▶ Given request 1
According to the Zambia travel text, which two communities welcome visitors?

Though not as heavily promoted as, say, the Maasai in Kenya, Zambia offers cultural experiences. Some communities welcome visitors, including Mukuni Royal Village and Kawaza Village, while good tourist lodges and camps do their bit to support local projects and villages, funding teachers’ salaries or working with young women, for instance. You can usually visit and even sponsor these initiatives – just ask!

Wild camping

Wild camping helps you get way off the beaten track, pitching up by the banks of the Zambezi, for instance, while on a canoeing safari. True wild camping means no amenities, so forget the hot shower but embrace the adventure. There’s often a participatory element, too, so expect to put up your own tent and do the washing up! Worth it for this intimate bush experience.

▶ Extracted data

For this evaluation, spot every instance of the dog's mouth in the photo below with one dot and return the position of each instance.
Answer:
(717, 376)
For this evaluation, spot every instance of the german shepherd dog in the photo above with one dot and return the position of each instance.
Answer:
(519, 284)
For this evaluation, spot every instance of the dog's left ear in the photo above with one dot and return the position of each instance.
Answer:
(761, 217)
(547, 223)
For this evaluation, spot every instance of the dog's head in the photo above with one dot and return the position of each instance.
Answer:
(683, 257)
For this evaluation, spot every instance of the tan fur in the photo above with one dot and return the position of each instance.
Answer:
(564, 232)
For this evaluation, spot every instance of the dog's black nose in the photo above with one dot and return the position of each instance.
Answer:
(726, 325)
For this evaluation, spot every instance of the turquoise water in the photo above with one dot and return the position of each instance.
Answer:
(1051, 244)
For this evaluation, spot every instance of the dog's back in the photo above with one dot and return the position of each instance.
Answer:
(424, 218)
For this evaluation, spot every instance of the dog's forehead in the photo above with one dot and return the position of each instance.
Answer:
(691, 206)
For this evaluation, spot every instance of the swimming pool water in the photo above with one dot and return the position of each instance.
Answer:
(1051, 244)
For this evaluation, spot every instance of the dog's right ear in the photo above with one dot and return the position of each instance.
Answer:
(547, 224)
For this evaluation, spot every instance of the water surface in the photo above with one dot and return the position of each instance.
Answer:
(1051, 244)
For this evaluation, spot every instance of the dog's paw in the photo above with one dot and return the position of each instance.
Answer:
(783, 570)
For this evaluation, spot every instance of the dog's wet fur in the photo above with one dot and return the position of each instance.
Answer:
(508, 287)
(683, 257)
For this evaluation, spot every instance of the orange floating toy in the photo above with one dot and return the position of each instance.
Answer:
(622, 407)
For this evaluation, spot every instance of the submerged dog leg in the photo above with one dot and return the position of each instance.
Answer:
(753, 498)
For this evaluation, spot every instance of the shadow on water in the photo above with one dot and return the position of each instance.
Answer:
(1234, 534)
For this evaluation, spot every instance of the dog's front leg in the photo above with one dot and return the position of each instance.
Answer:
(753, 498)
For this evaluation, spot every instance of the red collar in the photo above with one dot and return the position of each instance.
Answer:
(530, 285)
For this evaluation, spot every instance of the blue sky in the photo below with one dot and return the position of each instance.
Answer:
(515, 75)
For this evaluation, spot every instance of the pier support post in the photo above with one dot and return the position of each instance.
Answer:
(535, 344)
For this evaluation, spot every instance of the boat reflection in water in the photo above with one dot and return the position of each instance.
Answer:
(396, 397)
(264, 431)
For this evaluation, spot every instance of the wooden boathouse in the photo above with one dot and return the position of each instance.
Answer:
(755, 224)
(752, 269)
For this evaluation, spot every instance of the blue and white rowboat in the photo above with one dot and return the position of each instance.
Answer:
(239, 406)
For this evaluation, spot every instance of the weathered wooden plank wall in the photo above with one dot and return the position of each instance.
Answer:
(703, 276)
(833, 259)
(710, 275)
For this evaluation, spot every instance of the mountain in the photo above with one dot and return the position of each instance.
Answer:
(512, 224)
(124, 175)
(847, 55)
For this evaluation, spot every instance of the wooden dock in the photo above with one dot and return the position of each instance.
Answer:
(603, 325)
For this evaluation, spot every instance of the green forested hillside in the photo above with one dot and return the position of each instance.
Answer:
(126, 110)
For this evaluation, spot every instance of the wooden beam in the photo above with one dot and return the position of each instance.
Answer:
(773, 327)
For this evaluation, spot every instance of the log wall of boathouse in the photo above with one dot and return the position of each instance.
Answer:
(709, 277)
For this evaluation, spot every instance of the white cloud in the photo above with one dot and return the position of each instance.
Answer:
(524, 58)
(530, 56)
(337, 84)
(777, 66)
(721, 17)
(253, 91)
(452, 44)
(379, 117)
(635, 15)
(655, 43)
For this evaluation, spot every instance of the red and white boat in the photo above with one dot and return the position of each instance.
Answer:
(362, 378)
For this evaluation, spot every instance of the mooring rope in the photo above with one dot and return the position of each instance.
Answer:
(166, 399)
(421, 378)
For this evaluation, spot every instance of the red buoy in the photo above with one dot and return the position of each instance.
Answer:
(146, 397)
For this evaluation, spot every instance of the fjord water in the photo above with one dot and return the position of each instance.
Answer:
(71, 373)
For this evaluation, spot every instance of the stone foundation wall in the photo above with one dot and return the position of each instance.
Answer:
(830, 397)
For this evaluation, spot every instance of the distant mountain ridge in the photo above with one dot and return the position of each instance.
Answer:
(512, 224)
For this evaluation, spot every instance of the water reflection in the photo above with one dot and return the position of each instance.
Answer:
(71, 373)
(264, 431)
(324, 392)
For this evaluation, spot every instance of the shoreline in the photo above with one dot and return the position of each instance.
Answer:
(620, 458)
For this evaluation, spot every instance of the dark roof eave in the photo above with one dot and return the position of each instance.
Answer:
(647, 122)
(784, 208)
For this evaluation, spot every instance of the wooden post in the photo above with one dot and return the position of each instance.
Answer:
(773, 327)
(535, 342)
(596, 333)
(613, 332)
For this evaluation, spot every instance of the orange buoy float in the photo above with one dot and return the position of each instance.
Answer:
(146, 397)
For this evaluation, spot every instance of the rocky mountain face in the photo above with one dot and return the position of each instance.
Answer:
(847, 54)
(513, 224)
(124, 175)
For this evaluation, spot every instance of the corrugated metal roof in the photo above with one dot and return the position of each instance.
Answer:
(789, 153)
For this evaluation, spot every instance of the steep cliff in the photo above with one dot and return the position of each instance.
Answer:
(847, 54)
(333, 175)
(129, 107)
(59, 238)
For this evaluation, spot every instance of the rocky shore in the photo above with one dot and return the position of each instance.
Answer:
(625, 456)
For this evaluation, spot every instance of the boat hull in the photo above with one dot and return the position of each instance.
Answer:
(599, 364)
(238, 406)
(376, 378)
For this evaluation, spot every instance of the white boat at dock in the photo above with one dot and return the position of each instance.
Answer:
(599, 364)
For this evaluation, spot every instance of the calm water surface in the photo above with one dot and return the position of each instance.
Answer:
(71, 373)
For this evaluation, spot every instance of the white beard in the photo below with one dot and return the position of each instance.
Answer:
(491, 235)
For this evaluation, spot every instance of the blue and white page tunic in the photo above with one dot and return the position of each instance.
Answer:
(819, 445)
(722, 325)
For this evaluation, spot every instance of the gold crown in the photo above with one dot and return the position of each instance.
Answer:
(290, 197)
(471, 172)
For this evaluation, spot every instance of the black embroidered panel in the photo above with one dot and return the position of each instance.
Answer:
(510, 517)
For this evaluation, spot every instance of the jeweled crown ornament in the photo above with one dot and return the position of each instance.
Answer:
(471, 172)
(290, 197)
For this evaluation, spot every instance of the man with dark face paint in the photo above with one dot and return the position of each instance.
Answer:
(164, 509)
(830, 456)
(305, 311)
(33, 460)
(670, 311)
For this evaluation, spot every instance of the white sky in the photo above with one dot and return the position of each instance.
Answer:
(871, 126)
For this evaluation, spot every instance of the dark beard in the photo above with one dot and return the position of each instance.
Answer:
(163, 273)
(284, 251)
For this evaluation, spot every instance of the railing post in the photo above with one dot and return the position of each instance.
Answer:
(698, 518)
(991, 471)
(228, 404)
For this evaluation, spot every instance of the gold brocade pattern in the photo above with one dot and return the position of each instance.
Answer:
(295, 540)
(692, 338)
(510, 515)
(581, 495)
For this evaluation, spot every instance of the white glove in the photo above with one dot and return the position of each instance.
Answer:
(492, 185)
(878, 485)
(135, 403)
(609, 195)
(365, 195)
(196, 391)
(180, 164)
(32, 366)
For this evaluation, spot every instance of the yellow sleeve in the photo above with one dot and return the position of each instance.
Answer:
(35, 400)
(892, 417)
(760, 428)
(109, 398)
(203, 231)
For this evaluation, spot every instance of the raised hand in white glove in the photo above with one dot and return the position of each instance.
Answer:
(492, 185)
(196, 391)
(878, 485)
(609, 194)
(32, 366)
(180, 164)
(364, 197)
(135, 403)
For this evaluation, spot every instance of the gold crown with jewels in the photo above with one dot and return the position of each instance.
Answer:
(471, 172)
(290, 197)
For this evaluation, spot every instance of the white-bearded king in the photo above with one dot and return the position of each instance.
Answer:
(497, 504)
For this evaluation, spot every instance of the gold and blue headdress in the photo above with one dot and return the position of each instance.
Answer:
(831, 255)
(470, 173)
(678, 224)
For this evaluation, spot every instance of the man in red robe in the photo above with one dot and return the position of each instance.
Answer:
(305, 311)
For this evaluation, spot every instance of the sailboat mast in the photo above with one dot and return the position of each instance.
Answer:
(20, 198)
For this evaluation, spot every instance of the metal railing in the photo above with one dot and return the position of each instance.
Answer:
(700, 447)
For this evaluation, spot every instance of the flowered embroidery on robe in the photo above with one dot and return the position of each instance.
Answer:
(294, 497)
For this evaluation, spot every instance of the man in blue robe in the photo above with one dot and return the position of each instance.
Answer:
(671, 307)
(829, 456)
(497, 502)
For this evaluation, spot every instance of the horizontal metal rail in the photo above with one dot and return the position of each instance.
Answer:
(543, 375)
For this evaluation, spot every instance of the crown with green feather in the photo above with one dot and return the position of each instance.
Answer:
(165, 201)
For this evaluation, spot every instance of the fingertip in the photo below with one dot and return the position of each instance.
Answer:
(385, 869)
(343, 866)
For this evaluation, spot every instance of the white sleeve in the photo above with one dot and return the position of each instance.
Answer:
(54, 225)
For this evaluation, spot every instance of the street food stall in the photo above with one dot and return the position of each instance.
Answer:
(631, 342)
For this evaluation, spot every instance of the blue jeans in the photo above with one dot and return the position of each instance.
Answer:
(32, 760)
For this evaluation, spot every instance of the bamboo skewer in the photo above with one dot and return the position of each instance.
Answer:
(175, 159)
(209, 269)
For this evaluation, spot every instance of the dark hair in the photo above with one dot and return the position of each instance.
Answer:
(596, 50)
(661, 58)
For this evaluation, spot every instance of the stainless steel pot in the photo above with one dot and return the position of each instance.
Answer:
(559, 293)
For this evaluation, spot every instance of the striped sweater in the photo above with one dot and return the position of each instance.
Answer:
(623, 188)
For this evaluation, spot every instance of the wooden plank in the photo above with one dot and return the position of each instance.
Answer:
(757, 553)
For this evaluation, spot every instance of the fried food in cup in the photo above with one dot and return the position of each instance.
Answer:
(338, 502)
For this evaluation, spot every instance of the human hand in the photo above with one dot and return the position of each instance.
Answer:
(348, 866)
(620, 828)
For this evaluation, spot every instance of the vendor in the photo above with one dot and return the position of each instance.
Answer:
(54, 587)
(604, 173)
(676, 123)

▶ Given request 2
Return the entries from the line holding "For this evaluation, spot every instance of the wooden plank" through the end of the entries, both ends included, and reproduce them verbatim.

▶ Final result 1
Mukuni Royal Village and Kawaza Village.

▶ Final result 2
For this evaluation, spot every instance of the wooden plank in the photo above with one dot and return the position of each instance.
Answer:
(757, 553)
For this evaluation, spot every instance of the fried food in cup in the photo above with one dot and return the position of each instance.
Answer:
(338, 502)
For this evaluation, spot every instance of the human hand in the photo above with one dot and return the position of each instance.
Answer:
(348, 866)
(620, 828)
For this evaluation, spot every instance of the vendor in the photo above with one dot and return the position of each instance.
Answer:
(54, 587)
(604, 173)
(676, 123)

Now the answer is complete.